• _Task description_
The result should be an exact copy of the entries below, free of pictures.

• _Records provided_

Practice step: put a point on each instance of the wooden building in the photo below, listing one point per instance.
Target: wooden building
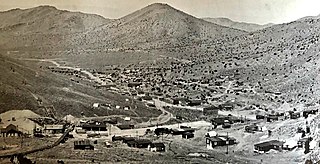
(83, 145)
(268, 145)
(10, 131)
(157, 147)
(214, 141)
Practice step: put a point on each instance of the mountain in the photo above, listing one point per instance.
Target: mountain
(47, 19)
(250, 27)
(24, 83)
(155, 26)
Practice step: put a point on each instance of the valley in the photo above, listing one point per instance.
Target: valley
(160, 69)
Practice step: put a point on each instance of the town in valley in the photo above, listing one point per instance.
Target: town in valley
(157, 86)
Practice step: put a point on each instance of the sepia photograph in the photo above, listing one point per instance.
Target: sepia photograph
(159, 81)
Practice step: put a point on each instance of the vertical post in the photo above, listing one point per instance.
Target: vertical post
(228, 143)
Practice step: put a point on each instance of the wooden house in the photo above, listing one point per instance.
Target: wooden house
(157, 147)
(211, 111)
(187, 135)
(139, 143)
(10, 131)
(94, 126)
(53, 129)
(83, 145)
(268, 145)
(214, 141)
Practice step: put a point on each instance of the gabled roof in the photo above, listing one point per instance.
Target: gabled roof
(220, 138)
(270, 143)
(157, 145)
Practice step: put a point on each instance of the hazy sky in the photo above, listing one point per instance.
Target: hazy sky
(255, 11)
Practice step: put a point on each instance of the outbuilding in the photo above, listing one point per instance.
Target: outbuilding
(214, 141)
(268, 145)
(83, 145)
(157, 147)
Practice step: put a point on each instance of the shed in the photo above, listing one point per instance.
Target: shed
(125, 126)
(157, 147)
(127, 139)
(268, 145)
(94, 126)
(11, 131)
(54, 129)
(187, 135)
(252, 128)
(302, 141)
(214, 141)
(139, 143)
(83, 145)
(194, 102)
(211, 111)
(117, 138)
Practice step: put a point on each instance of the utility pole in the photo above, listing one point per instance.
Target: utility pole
(227, 143)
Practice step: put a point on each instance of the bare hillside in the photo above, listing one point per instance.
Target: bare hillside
(47, 19)
(250, 27)
(155, 26)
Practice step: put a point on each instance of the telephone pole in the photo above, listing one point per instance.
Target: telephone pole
(227, 144)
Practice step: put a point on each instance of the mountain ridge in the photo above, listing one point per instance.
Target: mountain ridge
(250, 27)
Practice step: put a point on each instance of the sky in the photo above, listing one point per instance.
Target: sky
(251, 11)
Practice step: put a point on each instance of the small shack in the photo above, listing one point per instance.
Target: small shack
(10, 131)
(139, 143)
(252, 128)
(53, 129)
(301, 143)
(214, 141)
(187, 135)
(83, 145)
(211, 111)
(117, 138)
(94, 126)
(268, 145)
(125, 126)
(157, 147)
(194, 102)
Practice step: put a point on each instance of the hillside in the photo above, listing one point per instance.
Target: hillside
(29, 85)
(282, 58)
(250, 27)
(47, 19)
(155, 26)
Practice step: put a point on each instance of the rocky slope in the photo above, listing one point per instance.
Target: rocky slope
(250, 27)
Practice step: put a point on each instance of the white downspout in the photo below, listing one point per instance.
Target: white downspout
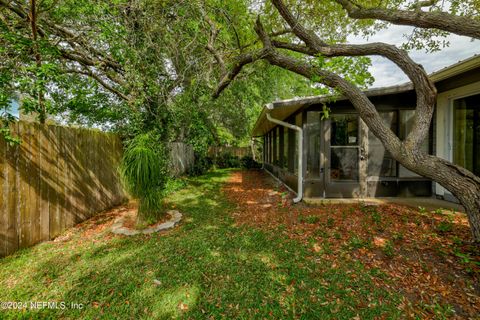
(300, 150)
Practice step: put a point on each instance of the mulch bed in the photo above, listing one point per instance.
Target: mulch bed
(426, 256)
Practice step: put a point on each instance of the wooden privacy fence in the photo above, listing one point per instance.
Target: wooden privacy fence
(56, 178)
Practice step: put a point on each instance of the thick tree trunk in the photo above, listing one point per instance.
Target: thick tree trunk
(462, 183)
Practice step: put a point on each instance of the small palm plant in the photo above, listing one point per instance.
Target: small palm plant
(144, 172)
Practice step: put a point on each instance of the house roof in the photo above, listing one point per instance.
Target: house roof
(282, 109)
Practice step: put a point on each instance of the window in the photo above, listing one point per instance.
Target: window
(466, 133)
(313, 135)
(380, 162)
(344, 147)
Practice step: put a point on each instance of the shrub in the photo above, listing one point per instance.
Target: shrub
(247, 162)
(144, 173)
(227, 160)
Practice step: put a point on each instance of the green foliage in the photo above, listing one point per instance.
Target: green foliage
(227, 160)
(445, 225)
(145, 174)
(247, 162)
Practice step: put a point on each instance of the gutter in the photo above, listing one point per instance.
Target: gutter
(299, 197)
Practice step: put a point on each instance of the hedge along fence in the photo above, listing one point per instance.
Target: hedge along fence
(56, 178)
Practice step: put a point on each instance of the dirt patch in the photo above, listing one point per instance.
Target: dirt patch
(426, 256)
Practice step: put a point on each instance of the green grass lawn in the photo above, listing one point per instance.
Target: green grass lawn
(206, 267)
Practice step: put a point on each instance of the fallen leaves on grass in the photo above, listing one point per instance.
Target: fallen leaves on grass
(425, 256)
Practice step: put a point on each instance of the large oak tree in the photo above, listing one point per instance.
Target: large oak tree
(300, 53)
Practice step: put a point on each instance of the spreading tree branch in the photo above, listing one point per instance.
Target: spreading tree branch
(460, 25)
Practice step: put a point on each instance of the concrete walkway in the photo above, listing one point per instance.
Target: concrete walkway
(430, 204)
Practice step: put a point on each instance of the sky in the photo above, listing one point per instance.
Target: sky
(386, 73)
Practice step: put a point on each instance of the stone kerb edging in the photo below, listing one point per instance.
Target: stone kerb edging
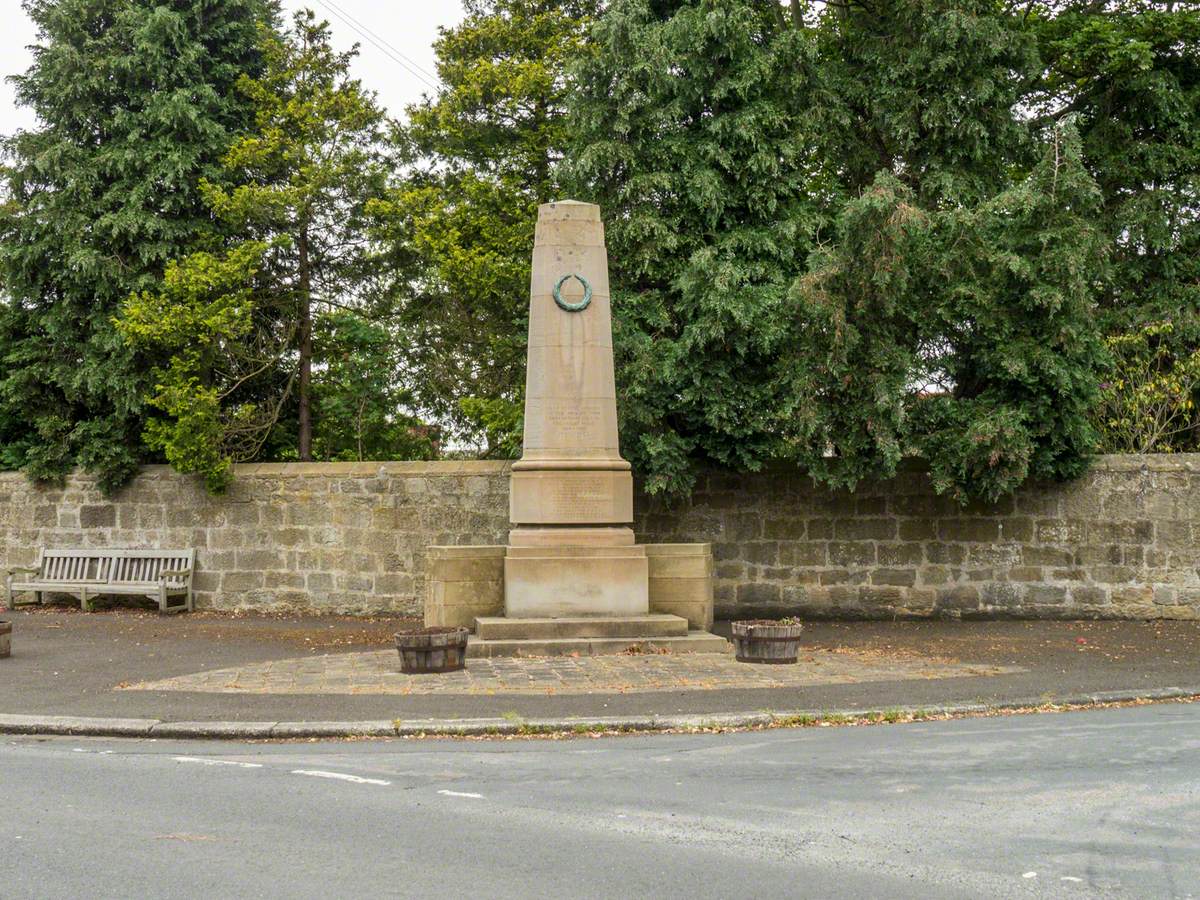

• _Result for this task_
Practice step: put a point on each instance of the wooden building in the photo below, listing one point per instance.
Target: wooden building
(83, 145)
(268, 145)
(10, 131)
(157, 147)
(214, 141)
Practice step: put a point on each instance of the mountain in the photo above, listing one point per instance.
Target: mountain
(47, 19)
(250, 27)
(24, 83)
(155, 26)
Practice step: put a point on each instance of the valley in the photo above, listing one point per instance.
Target: valley
(160, 69)
Practice step: put a point on each instance of the town in valley in the photo above, listing one point per instance.
Target: town in valley
(157, 86)
Practice step: put a point on each instance of the sepia photograph in the photo above, listing one point per instance.
Target: sepia photograph
(159, 81)
Practice step: put a point on each instance of the vertical post in the photo above, listing one point per instance.
Target: vertical post
(228, 143)
Practice step: put a point on each instance of the wooden house in the photo above, listing one point per instance.
Target: wooden house
(157, 147)
(211, 111)
(187, 135)
(139, 143)
(10, 131)
(94, 126)
(53, 129)
(83, 145)
(268, 145)
(214, 141)
Practice step: put a point on each instance of the gabled roof in the photo above, listing one point per instance.
Target: gabled roof
(220, 138)
(270, 143)
(157, 145)
Practice step: put a point on each instance of the hazy sky in the photo above, listing one point per instance.
Target: hazy sky
(255, 11)
Practice step: put a point on each instance of the outbuilding in the photo above, listing one point per instance.
Target: outbuilding
(214, 141)
(268, 145)
(83, 145)
(157, 147)
Practice step: put a point on each instance of the shed in the photo above, listing one point per instance.
Target: shed
(125, 126)
(157, 147)
(127, 139)
(268, 145)
(94, 126)
(11, 131)
(54, 129)
(187, 135)
(252, 128)
(302, 141)
(214, 141)
(139, 143)
(83, 145)
(194, 102)
(211, 111)
(117, 138)
Practice step: put a point on each instance of the utility pole in the photo above, listing one point per instance.
Target: utility pole
(227, 143)
Practice step: put a point on each instance of the bare hillside in the photo above, listing one point per instance.
Target: bare hillside
(47, 19)
(250, 27)
(155, 26)
Practice step: put a point on each instance of the telephone pole in the photo above, listing one point per instance.
Target: telephone pole
(227, 144)
Practice step: put a point on each instance of the mountain ridge in the photo above, listing one point per instance.
Target: mountain ridge
(250, 27)
Practice step: put a point on each instance of the sky in the photo above, listing one point per instance.
Target: sky
(251, 11)
Practice step: put a point on each instance of the small shack in the photo above, listing one point per instance.
Target: small shack
(10, 131)
(139, 143)
(252, 128)
(53, 129)
(301, 143)
(214, 141)
(187, 135)
(83, 145)
(211, 111)
(117, 138)
(94, 126)
(268, 145)
(125, 126)
(157, 147)
(194, 102)
Practice step: put a point on each instance of the hillside in the photo above, listing one point per instance.
Target: hillside
(29, 85)
(282, 58)
(250, 27)
(47, 19)
(155, 26)
Practice step: put a point on each instance of the rocky slope in the photo above, listing one point per instance.
Target: rocky slope
(250, 27)
Practice step: put a point on each instance of the white downspout in the photo below, listing one point per instance.
Target: white downspout
(300, 150)
Practice step: put a point on each instance of the mulch bed in the photo above, listing one point per instance.
Target: mulch bed
(426, 256)
Practice step: put a point on each instance of the wooden privacy fence in the photo above, listing one point per instance.
Target: wooden privacy fence
(56, 178)
Practice step: put a point on each instance of the thick tree trunk in the photo above, listing one point per instance.
Target: thick tree trunk
(462, 183)
Practice step: put a point on each instance of the small palm plant in the photo above, listing one point per instance.
Target: small palm plant
(144, 172)
Practice step: put a point on each instance of the house roof in the photo above, listing one point per instance.
Target: house roof
(282, 109)
Practice step: put a point on each instance of the window in the photo above, listing one point per instance.
Target: window
(466, 133)
(313, 135)
(380, 162)
(344, 147)
Practice step: put a point on each instance of the shrub in the photo above, listing one point per instance.
Target: shrub
(247, 162)
(144, 173)
(227, 160)
Practice step: put a point on each instance of the green foliage in the photo above, listing one point per instance.
Target: green foliage
(227, 160)
(445, 225)
(145, 174)
(247, 162)
Practice step: put a point on each instance of the gutter in the photo above, listing one point per instance.
Target: gutter
(299, 197)
Practice step: put a point on each instance of the hedge along fence in the photo above, listing one point per instance.
Target: hedge along fence
(56, 178)
Practice step: put a point on each instance of the dirt patch in the photo above, listing one point per instance.
Target: dirt patch
(426, 256)
Practice step: put a point on each instance of the green grass lawn in the photo above, listing one point per instance.
Target: green grass lawn
(206, 267)
Practice step: put a point on each instance of the fallen leaves on grass in the photo above, listing one point per instance.
Target: fallen leaves on grass
(425, 256)
Practice step: put a point on each instance of the large oak tree in the photo above, listing one point per instance.
Target: large oak tree
(300, 53)
Practice step: put a point on each instance of the spreading tree branch in the photo above, listing one point per instance.
Target: spreading tree branch
(460, 25)
Practice step: put a point on each instance of the concrete walkway in the photo above, listing one point per instance.
Target: concrete walkway
(430, 204)
Practice step: put a point on each instance of the sky in the photo above, listing one point per instance.
Target: sky
(386, 73)
Practice step: put a point on each instance of the stone kerb edging in the photo below, listing one point per instance.
Target: stone kerb edging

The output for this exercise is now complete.